Problem requirements |
In the listing, reproduce the lines starting with the line containing "Each <instance> block" and going on through the line containing "box: [134, 78, 255, 127]", changing "pixel coordinates" to "image pixels" and leaving everything else the same.

Data for this exercise |
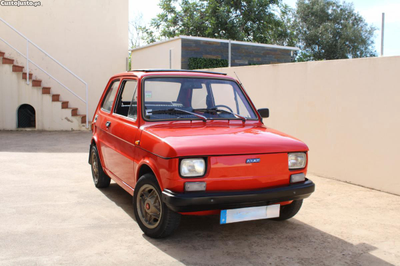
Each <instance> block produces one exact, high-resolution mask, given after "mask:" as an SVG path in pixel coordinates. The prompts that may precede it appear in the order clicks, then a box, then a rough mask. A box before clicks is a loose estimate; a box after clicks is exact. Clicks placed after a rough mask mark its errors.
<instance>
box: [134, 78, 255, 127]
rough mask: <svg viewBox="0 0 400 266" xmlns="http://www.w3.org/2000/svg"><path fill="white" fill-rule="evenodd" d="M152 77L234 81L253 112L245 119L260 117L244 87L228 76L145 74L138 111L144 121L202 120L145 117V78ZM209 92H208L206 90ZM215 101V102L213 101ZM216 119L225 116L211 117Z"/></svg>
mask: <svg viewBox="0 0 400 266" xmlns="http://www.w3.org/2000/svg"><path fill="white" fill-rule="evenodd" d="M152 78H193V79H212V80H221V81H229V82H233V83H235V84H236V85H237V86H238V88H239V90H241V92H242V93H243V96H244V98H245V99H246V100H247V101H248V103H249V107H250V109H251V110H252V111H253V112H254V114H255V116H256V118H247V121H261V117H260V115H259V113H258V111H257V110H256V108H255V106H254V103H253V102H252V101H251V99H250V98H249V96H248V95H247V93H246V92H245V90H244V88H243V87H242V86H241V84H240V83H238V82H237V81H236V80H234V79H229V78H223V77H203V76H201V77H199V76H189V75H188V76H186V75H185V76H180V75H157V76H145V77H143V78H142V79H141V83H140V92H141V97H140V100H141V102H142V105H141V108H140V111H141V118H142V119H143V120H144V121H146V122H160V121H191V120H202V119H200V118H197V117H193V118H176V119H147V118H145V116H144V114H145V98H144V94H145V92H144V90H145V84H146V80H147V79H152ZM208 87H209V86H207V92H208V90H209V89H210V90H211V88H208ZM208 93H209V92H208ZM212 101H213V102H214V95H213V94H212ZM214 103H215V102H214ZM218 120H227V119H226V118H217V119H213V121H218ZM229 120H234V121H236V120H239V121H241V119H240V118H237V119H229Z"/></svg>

==

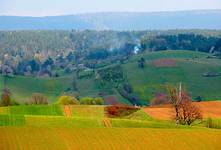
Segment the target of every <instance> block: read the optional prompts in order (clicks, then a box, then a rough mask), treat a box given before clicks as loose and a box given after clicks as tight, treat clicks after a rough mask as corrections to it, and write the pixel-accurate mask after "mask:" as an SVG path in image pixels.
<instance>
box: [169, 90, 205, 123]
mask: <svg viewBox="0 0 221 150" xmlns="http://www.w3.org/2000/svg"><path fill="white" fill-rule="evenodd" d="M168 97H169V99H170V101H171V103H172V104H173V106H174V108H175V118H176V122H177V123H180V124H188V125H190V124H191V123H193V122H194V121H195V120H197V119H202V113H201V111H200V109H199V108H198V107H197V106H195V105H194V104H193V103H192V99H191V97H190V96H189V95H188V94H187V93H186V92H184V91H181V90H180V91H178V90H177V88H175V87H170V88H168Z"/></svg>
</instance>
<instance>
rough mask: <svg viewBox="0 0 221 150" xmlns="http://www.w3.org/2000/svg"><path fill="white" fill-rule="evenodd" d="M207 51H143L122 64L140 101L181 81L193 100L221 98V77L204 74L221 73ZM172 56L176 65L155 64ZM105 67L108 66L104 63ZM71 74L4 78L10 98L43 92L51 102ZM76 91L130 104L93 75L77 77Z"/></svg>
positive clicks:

--

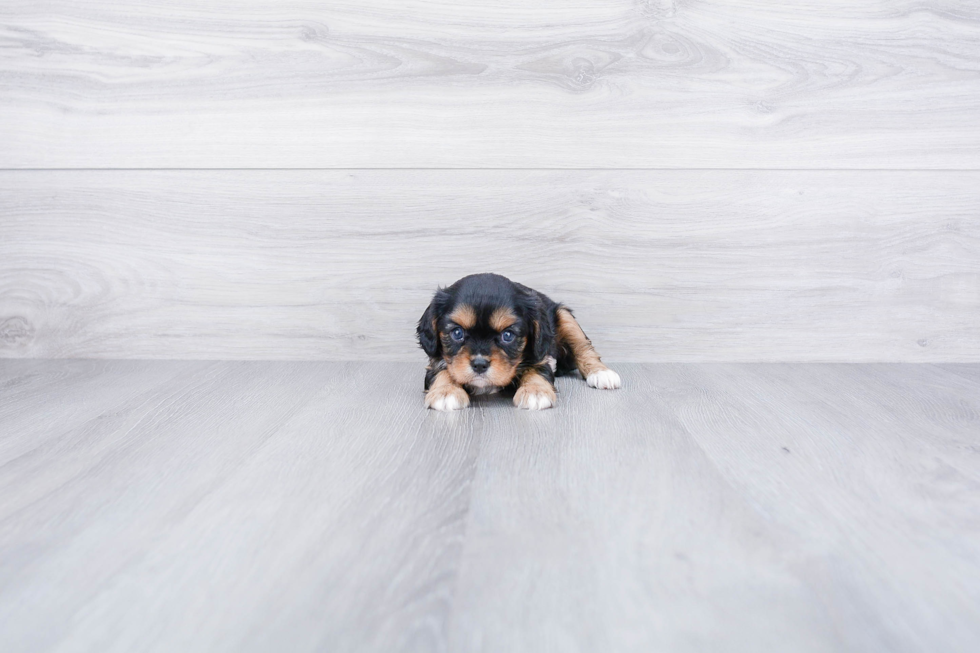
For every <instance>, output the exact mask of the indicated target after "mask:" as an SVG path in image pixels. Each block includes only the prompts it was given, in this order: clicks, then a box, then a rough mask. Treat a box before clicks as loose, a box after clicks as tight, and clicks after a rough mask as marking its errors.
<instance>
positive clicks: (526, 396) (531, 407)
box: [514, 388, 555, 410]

Finished exercise |
Each <instance> block produces one exact, high-resolution mask, given after "mask:" as an SVG path in image pixels. The prompts that may precede it appear in the order clicks, then a box, then a rough mask. A box before clicks is a loose estimate; a box after clicks is exact. Clicks placed after a rough mask mark its errors.
<instance>
box: [134, 78, 255, 127]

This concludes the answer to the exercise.